Start of Dataset records
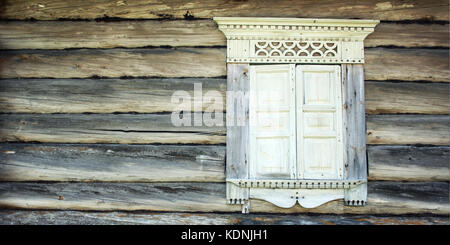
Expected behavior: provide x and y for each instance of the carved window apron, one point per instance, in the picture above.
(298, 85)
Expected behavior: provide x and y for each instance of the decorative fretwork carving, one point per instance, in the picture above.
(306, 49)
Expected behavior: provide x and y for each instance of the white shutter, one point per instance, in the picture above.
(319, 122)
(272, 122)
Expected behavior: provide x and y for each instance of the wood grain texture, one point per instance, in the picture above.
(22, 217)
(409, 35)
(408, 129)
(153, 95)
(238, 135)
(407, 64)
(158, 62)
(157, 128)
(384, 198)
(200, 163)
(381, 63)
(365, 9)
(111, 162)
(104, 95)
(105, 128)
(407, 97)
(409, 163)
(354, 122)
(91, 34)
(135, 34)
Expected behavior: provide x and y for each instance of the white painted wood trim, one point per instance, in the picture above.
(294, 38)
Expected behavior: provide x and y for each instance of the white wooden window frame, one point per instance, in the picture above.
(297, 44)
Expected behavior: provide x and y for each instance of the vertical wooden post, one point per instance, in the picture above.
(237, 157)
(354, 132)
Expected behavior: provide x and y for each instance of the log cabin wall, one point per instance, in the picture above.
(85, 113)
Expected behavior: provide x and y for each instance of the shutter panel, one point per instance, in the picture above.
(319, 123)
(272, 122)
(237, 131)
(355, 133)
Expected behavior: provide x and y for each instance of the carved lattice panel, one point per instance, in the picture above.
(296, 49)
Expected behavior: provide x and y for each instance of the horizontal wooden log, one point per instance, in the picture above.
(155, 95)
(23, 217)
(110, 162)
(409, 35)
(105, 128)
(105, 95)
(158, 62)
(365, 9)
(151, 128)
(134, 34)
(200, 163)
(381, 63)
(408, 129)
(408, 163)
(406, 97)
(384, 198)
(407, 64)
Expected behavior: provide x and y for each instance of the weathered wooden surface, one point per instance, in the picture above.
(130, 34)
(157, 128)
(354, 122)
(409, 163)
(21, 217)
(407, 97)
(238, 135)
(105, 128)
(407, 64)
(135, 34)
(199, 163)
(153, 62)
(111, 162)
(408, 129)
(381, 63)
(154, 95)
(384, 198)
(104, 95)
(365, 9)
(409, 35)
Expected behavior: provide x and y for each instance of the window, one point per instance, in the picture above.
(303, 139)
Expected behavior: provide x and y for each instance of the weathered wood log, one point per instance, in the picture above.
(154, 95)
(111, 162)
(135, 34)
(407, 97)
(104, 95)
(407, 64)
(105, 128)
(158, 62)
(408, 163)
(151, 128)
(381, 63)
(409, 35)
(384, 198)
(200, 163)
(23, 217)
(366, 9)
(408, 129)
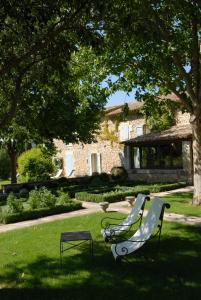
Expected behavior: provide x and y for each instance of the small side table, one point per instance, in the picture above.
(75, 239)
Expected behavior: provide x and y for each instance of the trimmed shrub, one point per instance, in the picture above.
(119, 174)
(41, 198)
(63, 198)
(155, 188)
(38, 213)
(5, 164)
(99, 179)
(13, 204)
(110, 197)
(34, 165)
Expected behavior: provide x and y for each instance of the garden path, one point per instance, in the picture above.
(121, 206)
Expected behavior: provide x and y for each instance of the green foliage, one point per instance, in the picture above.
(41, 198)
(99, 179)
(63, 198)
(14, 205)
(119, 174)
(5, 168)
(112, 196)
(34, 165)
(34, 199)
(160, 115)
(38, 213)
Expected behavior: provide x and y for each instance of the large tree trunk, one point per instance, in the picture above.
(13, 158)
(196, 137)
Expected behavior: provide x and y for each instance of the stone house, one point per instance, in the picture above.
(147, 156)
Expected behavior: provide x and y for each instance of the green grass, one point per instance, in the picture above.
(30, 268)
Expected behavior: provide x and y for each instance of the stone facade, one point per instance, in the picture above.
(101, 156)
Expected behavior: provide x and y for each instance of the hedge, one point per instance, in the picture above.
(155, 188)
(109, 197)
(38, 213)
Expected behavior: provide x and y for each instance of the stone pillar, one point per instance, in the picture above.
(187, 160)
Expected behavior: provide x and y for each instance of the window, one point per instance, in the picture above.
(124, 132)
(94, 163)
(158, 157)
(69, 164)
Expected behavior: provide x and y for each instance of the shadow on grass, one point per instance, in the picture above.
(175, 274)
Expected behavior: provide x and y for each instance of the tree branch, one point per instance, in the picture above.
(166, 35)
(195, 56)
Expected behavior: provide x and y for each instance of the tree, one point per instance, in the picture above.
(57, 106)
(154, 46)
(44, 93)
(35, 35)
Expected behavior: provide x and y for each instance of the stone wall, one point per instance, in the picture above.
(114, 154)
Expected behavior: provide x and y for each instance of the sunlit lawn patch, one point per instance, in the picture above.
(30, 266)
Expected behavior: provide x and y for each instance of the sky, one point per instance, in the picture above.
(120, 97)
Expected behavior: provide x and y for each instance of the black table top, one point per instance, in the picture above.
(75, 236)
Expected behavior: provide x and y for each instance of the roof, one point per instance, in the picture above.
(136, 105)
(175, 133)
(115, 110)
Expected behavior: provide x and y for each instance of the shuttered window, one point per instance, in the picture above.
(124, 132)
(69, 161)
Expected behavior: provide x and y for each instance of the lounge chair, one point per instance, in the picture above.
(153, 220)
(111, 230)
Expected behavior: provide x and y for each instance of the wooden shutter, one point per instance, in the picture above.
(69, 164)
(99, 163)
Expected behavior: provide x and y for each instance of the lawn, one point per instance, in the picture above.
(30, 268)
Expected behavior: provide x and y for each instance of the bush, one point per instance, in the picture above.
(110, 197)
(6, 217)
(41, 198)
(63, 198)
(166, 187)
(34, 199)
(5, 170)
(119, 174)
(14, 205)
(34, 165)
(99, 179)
End of Dataset records
**Challenge**
Turn the listing above into a numbered list with one line per item, skipping any blank lines and leaving out the pictures.

**Answer to this task**
1. Expected behavior: provide x and y for each instance of the carved window apron, one point per instance, in the picture above.
2. (298, 85)
3. Expected behavior: provide x and y for each instance of the decorative fretwork carving, one point per instance, in the picture above.
4. (306, 49)
5. Expected behavior: provide x and y for each instance of the white shutter, one point per instance, in the picture above.
6. (319, 122)
7. (272, 122)
8. Expected behavior: provide x and y for each instance of the wood grain texture, one point per instance, in the picture above.
9. (22, 217)
10. (409, 35)
11. (408, 129)
12. (153, 95)
13. (238, 135)
14. (407, 64)
15. (158, 62)
16. (157, 128)
17. (384, 198)
18. (200, 163)
19. (381, 63)
20. (365, 9)
21. (111, 162)
22. (104, 95)
23. (105, 128)
24. (407, 97)
25. (409, 163)
26. (354, 122)
27. (91, 34)
28. (135, 34)
29. Expected behavior: provide x and y for each instance of the white painted wood trim, one point per instance, in the picture above.
30. (294, 38)
31. Expected behavior: provide x and y for each instance of the white wooden window frame, one point per instance, in the picture above.
32. (297, 44)
33. Expected behavior: provide x and y for each instance of the vertical wooden post, one point per instance, in the picture above.
34. (237, 157)
35. (354, 132)
36. Expected behavior: provide x and y for each instance of the log cabin wall, one point per instance, in the picture above.
37. (85, 113)
38. Expected behavior: provide x and y for each instance of the shutter panel, one point per instance, in the picture above.
39. (319, 123)
40. (272, 122)
41. (237, 131)
42. (355, 133)
43. Expected behavior: provide x and y for each instance of the carved lattice panel, one point per instance, in the picture above.
44. (296, 49)
45. Expected behavior: provide x and y for each instance of the horizontal wooden log, one point per instance, in the picture above.
46. (155, 95)
47. (23, 217)
48. (110, 162)
49. (409, 35)
50. (105, 128)
51. (105, 95)
52. (158, 62)
53. (365, 9)
54. (151, 128)
55. (134, 34)
56. (200, 163)
57. (381, 63)
58. (408, 129)
59. (408, 163)
60. (406, 97)
61. (384, 198)
62. (407, 64)
63. Expected behavior: provide x and y for each instance of the weathered wooden surface, one point per instance, in the picture above.
64. (130, 34)
65. (157, 128)
66. (354, 122)
67. (409, 163)
68. (21, 217)
69. (407, 97)
70. (238, 135)
71. (105, 128)
72. (407, 64)
73. (135, 34)
74. (199, 163)
75. (153, 62)
76. (111, 162)
77. (408, 129)
78. (381, 63)
79. (154, 95)
80. (384, 198)
81. (104, 95)
82. (365, 9)
83. (409, 35)
84. Expected behavior: provide x and y for each instance of the window, one point per instance, in the picture above.
85. (303, 139)
86. Expected behavior: provide x and y for each instance of the weathered wood log, one point per instance, in the picture above.
87. (154, 95)
88. (111, 162)
89. (135, 34)
90. (407, 97)
91. (104, 95)
92. (407, 64)
93. (105, 128)
94. (158, 62)
95. (408, 163)
96. (151, 128)
97. (381, 63)
98. (409, 35)
99. (384, 198)
100. (200, 163)
101. (23, 217)
102. (366, 9)
103. (408, 129)
104. Expected behavior: provide x and y for each instance of the small side table, one point per instance, in the picture above.
105. (75, 239)
106. Expected behavior: provide x and y for each instance of the trimmed shrub, one point per instance, in the picture above.
107. (119, 174)
108. (41, 198)
109. (63, 198)
110. (155, 188)
111. (38, 213)
112. (5, 164)
113. (99, 179)
114. (13, 204)
115. (110, 197)
116. (34, 165)
117. Expected behavior: provide x and y for each instance of the garden path, one point per instance, in the picture above.
118. (121, 206)
119. Expected behavior: provide x and y for each instance of the green foliage, one point per instance, in the picture above.
120. (41, 198)
121. (99, 179)
122. (63, 198)
123. (14, 205)
124. (119, 174)
125. (5, 168)
126. (112, 196)
127. (34, 165)
128. (34, 199)
129. (160, 115)
130. (38, 213)
131. Expected behavior: provide x and y for each instance of the large tree trunk, one point per instance, in the picture above.
132. (13, 158)
133. (196, 137)
134. Expected behavior: provide x and y for each instance of the stone house, one point per instance, in the picture above.
135. (147, 156)
136. Expected behavior: provide x and y for each instance of the green grass, one point per instance, in the picture above.
137. (30, 268)
138. Expected behavior: provide x and y for each instance of the stone facade, one point per instance, in the picture above.
139. (101, 156)
140. Expected behavior: provide x and y for each instance of the hedge, one point per instance, in the picture above.
141. (155, 188)
142. (109, 197)
143. (38, 213)
144. Expected behavior: provide x and y for each instance of the stone pillar, one point per instance, in the picture above.
145. (187, 160)
146. Expected behavior: provide x and y for each instance of the window, one point per instance, in the picture above.
147. (124, 132)
148. (94, 163)
149. (158, 157)
150. (69, 164)
151. Expected behavior: provide x and y for each instance of the shadow on grass, one point per instance, in the picture above.
152. (175, 274)
153. Expected behavior: provide x and y for each instance of the tree branch, one point per instance, in the picture above.
154. (166, 35)
155. (195, 56)
156. Expected behavior: provide x and y for each instance of the tree, one point per instance, in the picture above.
157. (57, 106)
158. (154, 46)
159. (44, 93)
160. (35, 35)
161. Expected behavior: provide x and y for each instance of the stone wall, one point per instance, in the picture above.
162. (114, 154)
163. Expected behavior: provide x and y for each instance of the sunlit lawn patch, one point per instance, in the picture above.
164. (30, 266)
165. Expected behavior: provide x and y for each instance of the sky, one point per instance, in the picture above.
166. (120, 97)
167. Expected behavior: provide x and y for each instance of the black table top, one point per instance, in the picture above.
168. (75, 236)
169. Expected behavior: provide x and y for each instance of the roof, one point per instance, in the picture above.
170. (136, 105)
171. (175, 133)
172. (115, 110)
173. Expected behavior: provide x and y for each instance of the shuttered window, one point per instance, in the picture above.
174. (124, 132)
175. (69, 161)
176. Expected behavior: provide x and y for each instance of the lounge chair, one point per instance, in the picture above.
177. (153, 220)
178. (111, 230)
179. Expected behavior: provide x and y for each instance of the wooden shutter, one point per instance, in the picture above.
180. (69, 164)
181. (99, 163)
182. Expected behavior: provide x and y for each instance of the lawn, one point per instance, in the picture above.
183. (30, 268)
184. Expected behavior: provide x and y for each instance of the bush, one point per instance, in the picture above.
185. (110, 197)
186. (6, 217)
187. (41, 198)
188. (63, 198)
189. (166, 187)
190. (34, 199)
191. (5, 170)
192. (119, 174)
193. (14, 205)
194. (34, 165)
195. (99, 179)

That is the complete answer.